#### Trecho fornecido
● ● ● ●

A produção ou geração é definida no artigo 3º, do Decreto nº 41.019/57 [68], como o estágio equivalente na transformação em energia elétrica de qualquer outra forma de energia, seja qual for a sua origem.

A transmissão consiste no transporte desta energia do sistema produtor às subestações distribuidoras ou na interligação de dois ou mais sistemas geradores.

ÁLVARES [69] complementa o conceito, afirmando que "transporte é o estágio da função elétrica referente ao recebimento da eletricidade em subestação elevadora e entrega da corrente nas subestações abaixadoras".

De um modo geral, esta é a característica principal de uma linha de transmissão: o transporte de energia elétrica em alta tensão e a grandes distâncias.

O transporte geralmente é feito entre uma usina geradora e uma rede de distribuição; mas pode também ser realizado entre subestações independentes, isto é, aquelas não necessariamente utilizadas no serviço de distribuição de energia elétrica ao público, como por exemplo, as que recebem grandes massas de eletricidade em alta tensão e as entregam a subestações abaixadoras de fábricas ou instalações industriais.

Significa dizer que o serviço de transmissão pode ainda compreender o fornecimento de energia a consumidores em alta tensão, mediante suprimentos diretos das linhas de transmissão e subtransmissão.

As subestações são postos de transformação, que remetem e recebem a corrente elétrica. Podem ser elevadoras, quando atuam elevando a voltagem da corrente para fins de transporte pelas linhas de transmissão, ou abaixadoras, mais predominantes no caso de distribuição, quando abaixam a voltagem para utilização conveniente dos usuários.

A essas subestações está ligada a rede de distribuição primária, que se compõe basicamente de postes, condutores, pára-raios e transformadores.

Dessa rede primária, partem geralmente as ligações para grandes consumidores industriais urbanos, em média tensão; igualmente a ela está ligada a rede secundária de distribuição, que alimenta usuários que se servem da energia elétrica em baixa tensão.

Como tensão de distribuição primária, o regulamento dos serviços de energia elétrica considera as voltagens de 2.300 e 13.200; e de distribuição secundária, voltagens trifásicas de 220 a 440 volts e monofásicas de 110 a 220 volts.

● ● ● ●

#### Conjunto de registros
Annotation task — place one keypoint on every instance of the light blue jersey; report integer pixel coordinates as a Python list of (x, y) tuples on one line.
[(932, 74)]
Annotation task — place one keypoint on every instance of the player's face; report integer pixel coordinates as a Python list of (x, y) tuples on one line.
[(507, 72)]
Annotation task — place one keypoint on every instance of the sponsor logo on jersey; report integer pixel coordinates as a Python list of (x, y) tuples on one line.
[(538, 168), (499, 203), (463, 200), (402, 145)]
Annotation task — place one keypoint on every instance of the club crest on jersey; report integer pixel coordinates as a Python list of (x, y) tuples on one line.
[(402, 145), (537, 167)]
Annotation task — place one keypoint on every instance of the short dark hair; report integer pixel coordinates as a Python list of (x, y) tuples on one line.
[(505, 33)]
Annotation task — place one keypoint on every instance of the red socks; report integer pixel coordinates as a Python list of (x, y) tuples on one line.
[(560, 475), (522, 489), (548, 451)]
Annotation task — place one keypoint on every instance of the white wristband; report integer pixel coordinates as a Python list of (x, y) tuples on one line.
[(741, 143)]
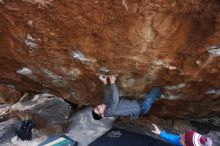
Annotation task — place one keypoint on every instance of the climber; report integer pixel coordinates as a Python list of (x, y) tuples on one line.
[(114, 106), (188, 138)]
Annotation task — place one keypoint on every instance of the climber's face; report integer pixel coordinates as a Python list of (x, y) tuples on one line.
[(100, 109), (182, 139)]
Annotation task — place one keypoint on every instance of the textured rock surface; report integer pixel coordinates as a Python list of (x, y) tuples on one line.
[(48, 112), (7, 130), (60, 46)]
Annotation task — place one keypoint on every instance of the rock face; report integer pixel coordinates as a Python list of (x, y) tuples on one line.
[(59, 47)]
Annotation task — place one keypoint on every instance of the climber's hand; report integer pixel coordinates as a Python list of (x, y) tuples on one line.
[(156, 129), (112, 79), (103, 78)]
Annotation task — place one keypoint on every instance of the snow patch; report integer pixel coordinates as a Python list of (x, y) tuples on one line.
[(213, 91), (214, 50), (24, 71), (78, 56), (166, 65), (179, 86), (29, 41)]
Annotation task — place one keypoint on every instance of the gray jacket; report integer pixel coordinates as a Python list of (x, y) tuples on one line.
[(116, 106)]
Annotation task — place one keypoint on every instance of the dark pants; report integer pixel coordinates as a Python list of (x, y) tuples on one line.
[(149, 100)]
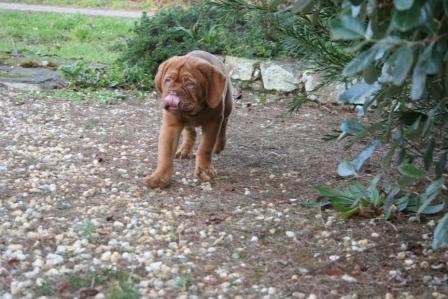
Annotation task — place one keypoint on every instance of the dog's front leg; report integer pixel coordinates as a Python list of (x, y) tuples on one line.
[(168, 139), (204, 167)]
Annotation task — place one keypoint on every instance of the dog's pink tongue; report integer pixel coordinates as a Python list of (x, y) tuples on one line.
[(172, 101)]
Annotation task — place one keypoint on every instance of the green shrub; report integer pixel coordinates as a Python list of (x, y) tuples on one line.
[(176, 31), (393, 57)]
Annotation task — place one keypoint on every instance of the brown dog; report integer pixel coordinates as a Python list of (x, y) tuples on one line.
[(196, 92)]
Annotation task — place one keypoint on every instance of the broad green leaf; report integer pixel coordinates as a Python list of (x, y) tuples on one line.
[(406, 19), (275, 3), (358, 190), (375, 198), (350, 213), (430, 194), (403, 4), (358, 93), (388, 157), (352, 126), (370, 74), (410, 117), (440, 238), (398, 66), (389, 200), (346, 28), (364, 155), (441, 165), (419, 73), (333, 193), (373, 182), (436, 59), (364, 60), (429, 154), (346, 169), (410, 170), (429, 210), (405, 181), (402, 203)]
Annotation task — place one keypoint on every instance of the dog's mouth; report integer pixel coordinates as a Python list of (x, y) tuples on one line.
[(171, 102)]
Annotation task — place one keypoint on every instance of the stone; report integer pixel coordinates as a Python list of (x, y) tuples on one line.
[(241, 68), (280, 76)]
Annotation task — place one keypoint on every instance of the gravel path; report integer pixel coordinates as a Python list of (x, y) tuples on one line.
[(77, 222), (72, 10)]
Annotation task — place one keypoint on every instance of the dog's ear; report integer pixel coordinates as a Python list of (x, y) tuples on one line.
[(215, 84), (163, 67)]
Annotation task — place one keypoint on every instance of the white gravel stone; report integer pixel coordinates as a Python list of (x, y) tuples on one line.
[(348, 278), (54, 259)]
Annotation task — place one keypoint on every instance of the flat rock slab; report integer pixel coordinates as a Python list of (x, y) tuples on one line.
[(73, 10), (29, 78)]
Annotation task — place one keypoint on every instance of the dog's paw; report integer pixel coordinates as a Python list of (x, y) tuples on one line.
[(205, 173), (219, 147), (157, 180), (185, 152)]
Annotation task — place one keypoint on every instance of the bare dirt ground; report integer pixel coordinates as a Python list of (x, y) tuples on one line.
[(72, 10), (74, 211)]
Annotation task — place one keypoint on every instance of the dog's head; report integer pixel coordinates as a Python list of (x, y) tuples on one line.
[(189, 84)]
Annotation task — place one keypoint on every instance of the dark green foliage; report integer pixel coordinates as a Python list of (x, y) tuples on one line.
[(407, 91), (176, 31), (393, 57), (45, 289)]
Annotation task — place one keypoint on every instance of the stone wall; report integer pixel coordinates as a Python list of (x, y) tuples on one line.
[(279, 78)]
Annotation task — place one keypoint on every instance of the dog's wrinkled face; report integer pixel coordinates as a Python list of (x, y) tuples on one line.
[(189, 84)]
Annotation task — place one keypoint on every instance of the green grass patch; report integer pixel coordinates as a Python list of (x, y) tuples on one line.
[(44, 290), (114, 4), (94, 40)]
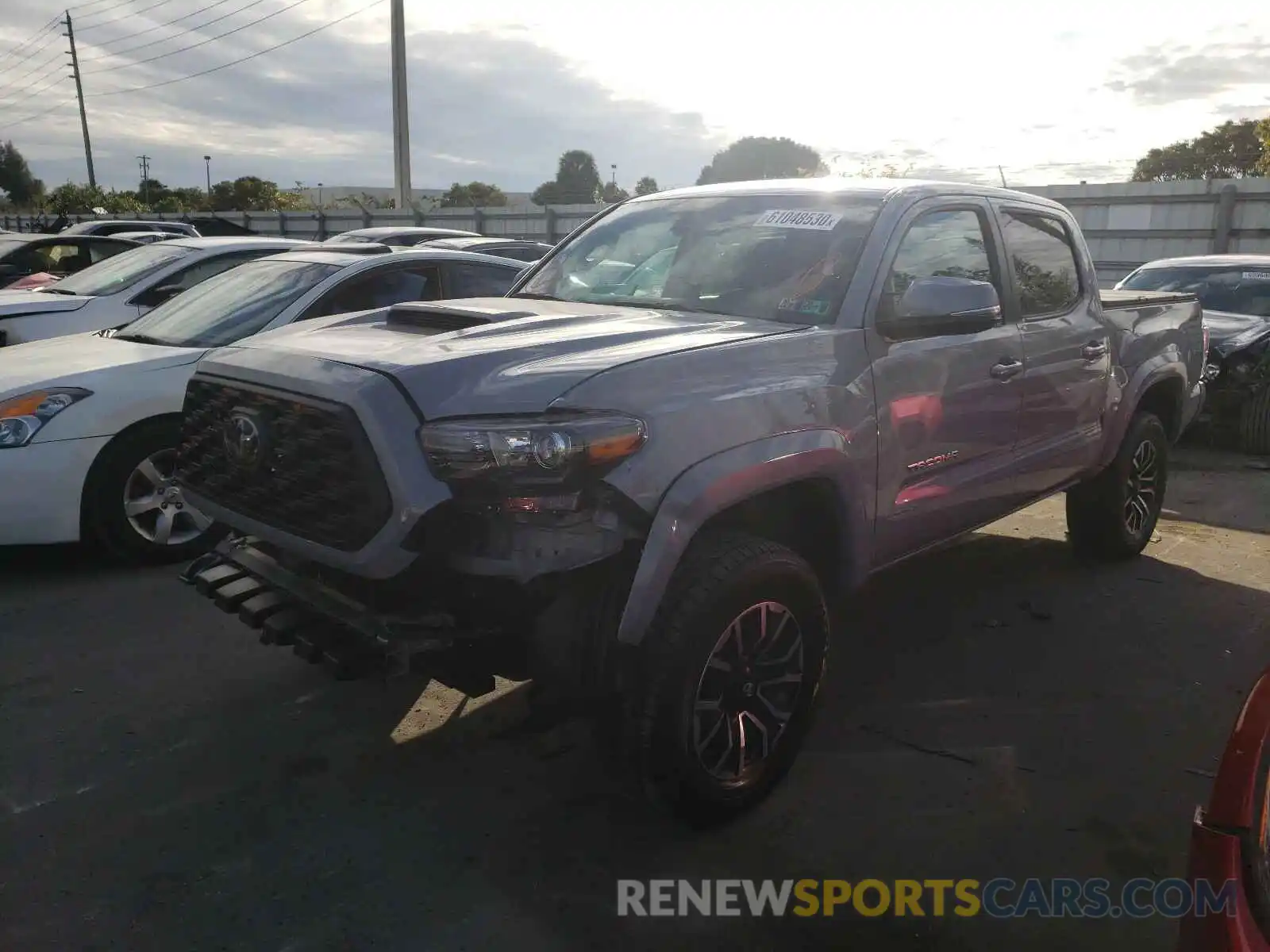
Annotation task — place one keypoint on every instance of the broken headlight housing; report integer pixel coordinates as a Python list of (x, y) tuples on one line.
[(530, 456)]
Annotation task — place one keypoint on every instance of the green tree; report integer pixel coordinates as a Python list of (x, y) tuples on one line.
[(16, 178), (1233, 150), (577, 182), (252, 194), (762, 158), (474, 194), (613, 194)]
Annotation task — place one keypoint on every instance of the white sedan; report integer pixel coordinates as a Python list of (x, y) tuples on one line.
[(125, 287), (89, 423)]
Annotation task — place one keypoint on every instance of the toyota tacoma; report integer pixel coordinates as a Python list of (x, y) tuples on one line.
[(643, 476)]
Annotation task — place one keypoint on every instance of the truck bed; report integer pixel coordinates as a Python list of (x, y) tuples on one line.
[(1141, 298)]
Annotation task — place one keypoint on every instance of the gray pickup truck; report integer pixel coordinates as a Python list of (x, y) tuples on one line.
[(643, 476)]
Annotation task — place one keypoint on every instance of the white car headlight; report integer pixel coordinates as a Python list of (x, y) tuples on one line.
[(23, 416)]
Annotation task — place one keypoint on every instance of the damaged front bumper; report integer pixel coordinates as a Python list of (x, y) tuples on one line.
[(321, 624)]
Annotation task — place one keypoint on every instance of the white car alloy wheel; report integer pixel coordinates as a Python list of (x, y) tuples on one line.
[(154, 505)]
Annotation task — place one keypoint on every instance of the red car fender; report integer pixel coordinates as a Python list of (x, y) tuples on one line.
[(1219, 833)]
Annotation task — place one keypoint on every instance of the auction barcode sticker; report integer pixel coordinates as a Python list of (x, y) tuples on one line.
[(798, 219)]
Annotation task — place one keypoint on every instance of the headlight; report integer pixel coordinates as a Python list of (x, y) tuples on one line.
[(526, 452), (23, 416)]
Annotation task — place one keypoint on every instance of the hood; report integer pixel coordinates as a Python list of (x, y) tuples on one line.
[(82, 359), (13, 302), (520, 355), (1229, 333)]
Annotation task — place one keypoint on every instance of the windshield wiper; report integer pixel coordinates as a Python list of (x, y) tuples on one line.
[(533, 296), (141, 340)]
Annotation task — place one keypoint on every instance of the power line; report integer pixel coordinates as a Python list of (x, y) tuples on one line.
[(164, 40), (122, 16), (38, 50), (55, 57), (253, 56), (41, 114), (59, 67), (31, 40), (202, 42), (152, 29)]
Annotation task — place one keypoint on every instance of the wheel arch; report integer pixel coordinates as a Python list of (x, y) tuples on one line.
[(781, 486)]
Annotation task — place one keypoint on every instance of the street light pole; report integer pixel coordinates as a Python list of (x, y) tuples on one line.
[(400, 116)]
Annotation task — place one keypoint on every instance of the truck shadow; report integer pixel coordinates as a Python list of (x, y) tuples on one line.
[(994, 708)]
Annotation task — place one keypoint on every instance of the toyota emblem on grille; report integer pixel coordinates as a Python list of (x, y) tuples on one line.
[(243, 441)]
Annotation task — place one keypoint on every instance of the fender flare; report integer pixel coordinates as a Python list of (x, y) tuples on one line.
[(1147, 376), (724, 480)]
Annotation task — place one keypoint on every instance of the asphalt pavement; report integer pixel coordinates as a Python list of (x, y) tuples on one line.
[(992, 710)]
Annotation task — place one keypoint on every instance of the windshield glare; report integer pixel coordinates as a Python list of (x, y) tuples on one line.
[(232, 306), (122, 271), (1231, 289), (787, 258)]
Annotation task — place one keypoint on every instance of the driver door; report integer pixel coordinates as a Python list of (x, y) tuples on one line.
[(948, 403)]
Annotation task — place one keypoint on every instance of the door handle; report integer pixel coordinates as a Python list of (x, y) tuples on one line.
[(1006, 368)]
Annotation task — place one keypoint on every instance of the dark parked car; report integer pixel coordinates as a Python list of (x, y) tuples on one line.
[(59, 255), (638, 488), (1235, 292), (503, 248), (397, 236)]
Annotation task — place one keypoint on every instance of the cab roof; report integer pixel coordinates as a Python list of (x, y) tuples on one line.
[(841, 186)]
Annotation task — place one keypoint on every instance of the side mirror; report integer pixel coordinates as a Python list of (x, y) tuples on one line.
[(156, 296), (937, 306)]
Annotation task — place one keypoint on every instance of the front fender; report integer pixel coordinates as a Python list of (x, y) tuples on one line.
[(729, 478)]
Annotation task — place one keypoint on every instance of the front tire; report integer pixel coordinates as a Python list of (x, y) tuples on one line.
[(133, 509), (728, 677), (1113, 516)]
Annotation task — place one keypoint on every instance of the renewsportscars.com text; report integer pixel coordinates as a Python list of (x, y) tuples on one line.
[(997, 898)]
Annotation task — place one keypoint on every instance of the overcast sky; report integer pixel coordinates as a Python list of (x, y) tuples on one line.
[(498, 89)]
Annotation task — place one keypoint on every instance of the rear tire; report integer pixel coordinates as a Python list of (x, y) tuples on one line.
[(1113, 516), (718, 704), (131, 509), (1255, 423)]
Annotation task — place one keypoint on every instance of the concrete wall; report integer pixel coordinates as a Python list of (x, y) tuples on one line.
[(1130, 224), (1126, 224)]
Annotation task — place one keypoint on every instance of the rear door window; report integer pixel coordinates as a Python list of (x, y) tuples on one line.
[(478, 281), (1043, 260)]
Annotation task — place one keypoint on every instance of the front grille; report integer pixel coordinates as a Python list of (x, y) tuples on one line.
[(313, 473)]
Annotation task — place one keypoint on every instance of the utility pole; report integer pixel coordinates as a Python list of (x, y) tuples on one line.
[(145, 178), (400, 117), (79, 92)]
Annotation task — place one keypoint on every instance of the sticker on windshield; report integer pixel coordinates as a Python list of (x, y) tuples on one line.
[(804, 306), (798, 219)]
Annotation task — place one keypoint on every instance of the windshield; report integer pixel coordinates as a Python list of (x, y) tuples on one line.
[(122, 271), (787, 258), (232, 306), (1231, 289)]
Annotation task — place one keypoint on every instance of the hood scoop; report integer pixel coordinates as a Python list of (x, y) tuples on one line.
[(441, 317)]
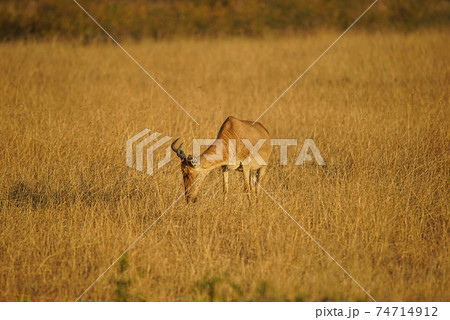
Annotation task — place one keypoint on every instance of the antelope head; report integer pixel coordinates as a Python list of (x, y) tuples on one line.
[(191, 172)]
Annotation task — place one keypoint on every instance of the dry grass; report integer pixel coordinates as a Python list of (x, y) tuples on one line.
[(377, 107)]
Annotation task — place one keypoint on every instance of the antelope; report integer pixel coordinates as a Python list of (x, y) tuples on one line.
[(232, 133)]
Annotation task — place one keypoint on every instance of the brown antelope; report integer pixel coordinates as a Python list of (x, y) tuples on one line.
[(234, 137)]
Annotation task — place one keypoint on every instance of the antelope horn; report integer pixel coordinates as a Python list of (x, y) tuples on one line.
[(178, 151)]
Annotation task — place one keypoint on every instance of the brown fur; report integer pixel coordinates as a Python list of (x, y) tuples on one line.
[(236, 129)]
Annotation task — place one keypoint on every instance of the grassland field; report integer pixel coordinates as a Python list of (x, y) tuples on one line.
[(376, 105)]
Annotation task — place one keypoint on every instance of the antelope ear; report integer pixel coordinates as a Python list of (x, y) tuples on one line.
[(192, 161)]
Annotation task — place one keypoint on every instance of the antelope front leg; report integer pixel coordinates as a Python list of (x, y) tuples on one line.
[(225, 182), (261, 172), (247, 181)]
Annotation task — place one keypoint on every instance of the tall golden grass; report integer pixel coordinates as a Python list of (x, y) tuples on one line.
[(377, 106)]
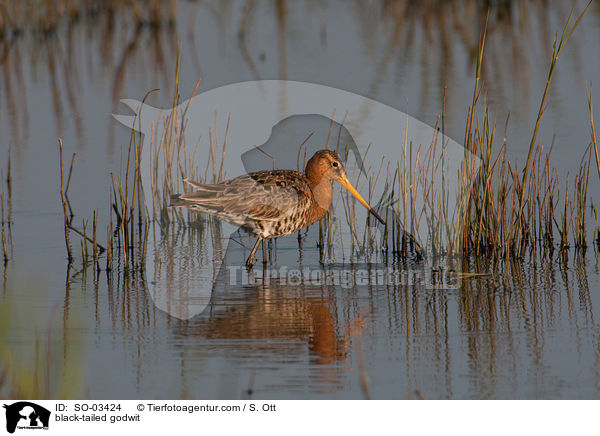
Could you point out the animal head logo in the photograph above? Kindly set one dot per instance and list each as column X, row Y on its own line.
column 280, row 124
column 25, row 414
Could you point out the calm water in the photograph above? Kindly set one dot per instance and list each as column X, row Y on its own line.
column 527, row 329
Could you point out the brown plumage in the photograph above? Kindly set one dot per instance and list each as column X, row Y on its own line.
column 272, row 203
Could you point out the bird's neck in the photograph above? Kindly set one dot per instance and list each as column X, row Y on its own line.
column 322, row 195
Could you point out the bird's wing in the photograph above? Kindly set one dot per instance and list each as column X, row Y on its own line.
column 264, row 195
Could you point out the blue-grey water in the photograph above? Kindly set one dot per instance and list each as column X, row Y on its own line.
column 528, row 329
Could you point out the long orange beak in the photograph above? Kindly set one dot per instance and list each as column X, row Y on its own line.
column 346, row 184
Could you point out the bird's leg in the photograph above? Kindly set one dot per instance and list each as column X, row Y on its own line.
column 264, row 253
column 250, row 260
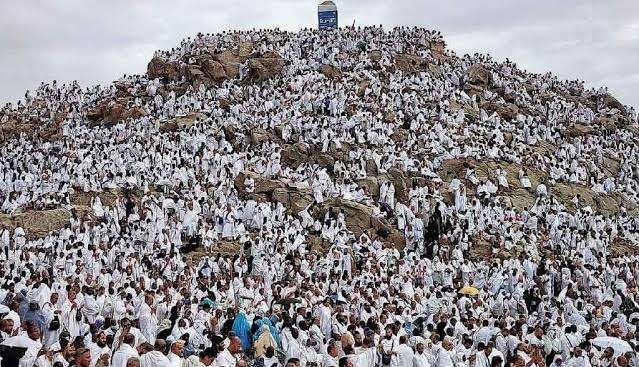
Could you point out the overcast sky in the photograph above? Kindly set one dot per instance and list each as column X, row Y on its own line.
column 96, row 41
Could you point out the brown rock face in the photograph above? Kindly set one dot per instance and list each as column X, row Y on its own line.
column 478, row 78
column 294, row 196
column 38, row 223
column 330, row 71
column 359, row 219
column 160, row 68
column 264, row 67
column 578, row 130
column 410, row 63
column 506, row 111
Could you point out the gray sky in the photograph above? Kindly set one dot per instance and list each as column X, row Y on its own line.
column 96, row 41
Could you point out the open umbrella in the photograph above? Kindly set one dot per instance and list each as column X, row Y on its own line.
column 469, row 291
column 618, row 345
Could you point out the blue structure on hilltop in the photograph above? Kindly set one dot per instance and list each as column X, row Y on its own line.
column 327, row 15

● ● ● ●

#### Enunciado da tarefa
Escreva a continuação do texto sobre a produção, o transporte e a distribuição de energia elétrica, começando logo depois da última frase dele.

#### Resultado do exercício
Nesta fase, entramos na distribuição, consistente no fornecimento de energia a consumidores em média e baixa tensão, ou, como afirma ÁLVARES [70] "estágio da função elétrica que abrange as atividades relativas ao fornecimento de eletricidade aos consumidores, desde as subestações até os medidores de corrente".

Quando a distribuidora entrega energia aos seus milhares de usuários, pequenos consumidores domésticos, comerciais e industriais, avulta a noção de serviço público, sendo vulgarmente considerada como sendo o próprio serviço, quando na realidade representa somente uma fase de um processo complexo.

De fato, a empresa geradora ao contratar a distribuidora, a respeito de fornecimento de energia elétrica, ou a concessionária de produção, ao fornecer energia em quantidades maciças a determinadas atividades industriais, convenciona não a prestação de um serviço, mas uma compra e venda.

2.3 Estrutura atual do mercado de energia elétrica

A exploração do serviço público de energia elétrica, aí compreendidos todos os assuntos relacionados, como organização dos serviços, desde a produção até a distribuição, é de competência exclusiva da União Federal, conforme dispõe o artigo 21, inciso XII, alínea "b" da Constituição Federal:

Art. 21 - Compete à União:

[...]

XII - Explorar, diretamente ou mediante autorização, concessão ou permissão:

[...]

b) os serviços e instalações de energia elétrica e o aproveitamento energético dos cursos de água, em articulação com os Estados onde se situam os potenciais hidroenergéticos.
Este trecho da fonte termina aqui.